● Exercise requirements
Turn every line of the listing below into a numbered list, skipping any blank lines.

---*---

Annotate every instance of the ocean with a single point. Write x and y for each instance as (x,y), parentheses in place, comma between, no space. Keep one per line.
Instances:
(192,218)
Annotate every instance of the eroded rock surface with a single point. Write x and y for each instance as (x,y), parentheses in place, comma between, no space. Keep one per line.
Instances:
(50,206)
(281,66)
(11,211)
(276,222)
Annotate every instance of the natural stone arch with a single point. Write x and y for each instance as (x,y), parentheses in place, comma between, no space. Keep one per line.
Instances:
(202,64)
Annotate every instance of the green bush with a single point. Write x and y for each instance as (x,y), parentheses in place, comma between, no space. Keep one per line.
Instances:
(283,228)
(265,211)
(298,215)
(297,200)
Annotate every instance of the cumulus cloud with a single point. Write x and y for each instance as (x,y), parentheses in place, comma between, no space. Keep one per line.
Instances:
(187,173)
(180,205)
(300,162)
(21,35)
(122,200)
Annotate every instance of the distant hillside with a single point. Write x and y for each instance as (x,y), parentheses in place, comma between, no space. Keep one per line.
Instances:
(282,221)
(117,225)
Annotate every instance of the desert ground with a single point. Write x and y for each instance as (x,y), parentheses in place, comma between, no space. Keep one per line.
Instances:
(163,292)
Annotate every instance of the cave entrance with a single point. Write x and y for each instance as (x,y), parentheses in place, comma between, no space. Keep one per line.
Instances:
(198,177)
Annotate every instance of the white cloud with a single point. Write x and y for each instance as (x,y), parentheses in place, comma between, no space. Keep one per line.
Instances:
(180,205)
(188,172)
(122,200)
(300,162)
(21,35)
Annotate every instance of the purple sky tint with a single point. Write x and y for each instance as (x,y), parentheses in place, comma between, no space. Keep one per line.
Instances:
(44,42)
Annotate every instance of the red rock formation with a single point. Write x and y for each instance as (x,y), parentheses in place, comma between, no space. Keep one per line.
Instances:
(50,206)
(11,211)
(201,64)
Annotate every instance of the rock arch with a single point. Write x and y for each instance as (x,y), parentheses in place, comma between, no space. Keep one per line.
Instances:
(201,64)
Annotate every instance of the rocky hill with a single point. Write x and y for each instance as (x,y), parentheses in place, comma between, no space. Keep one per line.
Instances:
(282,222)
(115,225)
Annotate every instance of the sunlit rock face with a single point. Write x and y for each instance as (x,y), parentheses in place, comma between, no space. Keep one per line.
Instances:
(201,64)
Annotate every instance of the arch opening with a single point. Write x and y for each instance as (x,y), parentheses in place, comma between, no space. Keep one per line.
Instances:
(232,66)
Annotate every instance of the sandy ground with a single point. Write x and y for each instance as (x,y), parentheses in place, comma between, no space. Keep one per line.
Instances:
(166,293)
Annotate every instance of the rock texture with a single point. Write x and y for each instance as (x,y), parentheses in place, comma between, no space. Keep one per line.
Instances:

---*---

● The result
1. Annotate every instance of the ocean with a single point. Write x and y for each instance as (x,y), parentheses in place, comma between, no space. Keep one per line.
2. Instances:
3. (192,218)
4. Annotate every instance of the eroded rock surface with a single point. Write x and y for each instance as (x,y), parentheses in place, comma between, no space. Keep one per line.
5. Instances:
6. (50,206)
7. (281,66)
8. (11,211)
9. (276,222)
10. Annotate every instance of the natural stone arch with a single point. Write x and y for each instance as (x,y), parentheses in place, comma between, no space. Keep one per line.
11. Instances:
12. (202,64)
13. Annotate every instance of the green bush with a single point. Write x and y for each instance as (x,y), parentheses in place, comma between, no space. Keep one per line.
14. Instances:
15. (283,228)
16. (265,211)
17. (298,215)
18. (297,200)
19. Annotate every instance of the cumulus cloud with a single point. Write x and y for each instance as (x,y), parentheses in place, comma between, no space. Keep one per line.
20. Instances:
21. (187,173)
22. (180,205)
23. (300,162)
24. (21,35)
25. (122,200)
26. Annotate every instance of the distant hillside with a single point. Write x and y for each instance as (x,y), parentheses in place, comma between, no space. Keep one per line.
27. Instances:
28. (282,221)
29. (117,225)
30. Annotate every instance of the desert ground with a single point. Write x and y for each instance as (x,y), parentheses in place, comma between, no space. Keep one per line.
31. Instances:
32. (163,292)
33. Annotate every instance of the cave entrance with a single point. Write x and y for each instance as (x,y), parentheses in place, comma between, no space. Keep one per line.
34. Instances:
35. (198,177)
36. Annotate every instance of the white cloud with a single point. Write x and y for each instance as (x,y), parentheses in place, comma between, no space. Keep one per line.
37. Instances:
38. (180,205)
39. (188,172)
40. (122,200)
41. (300,162)
42. (21,35)
43. Annotate every instance of the purple sky tint with a single point. Write x and y for each instance as (x,y), parentheses in place, comma between, no space. Keep one per line.
44. Instances:
45. (44,42)
46. Annotate every instance of the red rock formation with a single point. Write x and y for each instance as (x,y), parentheses in place, comma between, no space. Keep one per line.
47. Instances:
48. (50,206)
49. (11,211)
50. (201,64)
51. Annotate every instance of the rock arch with a single point. Write x and y for each instance as (x,y), parentheses in place, comma between, no space. Keep one per line.
52. Instances:
53. (201,64)
54. Annotate every instance of the rocky hill with a single point. Write x and y for each instance as (x,y), parentheses in place, comma between, no space. Keep one per line.
55. Instances:
56. (282,222)
57. (115,225)
58. Annotate every instance of the sunlit rock face with a single point. Write x and y for each instance as (x,y), parentheses in place, comma between, no space. Keep one per line.
59. Instances:
60. (201,64)
61. Annotate every instance of the arch opening with a single point. Write x and y for each instance as (x,y), parentheses in place, comma between, no space. Keep one per line.
62. Instances:
63. (232,66)
64. Annotate every instance of the sandy ground with a single point. Write x and y for each instance as (x,y), parentheses in place, comma between, no space. Keep one per line.
65. Instances:
66. (166,293)
67. Annotate every instance of the rock texture with a single point. Write x and y for each instance as (x,y), parentheses in place, comma between, no space. Keep one per line.
68. Instances:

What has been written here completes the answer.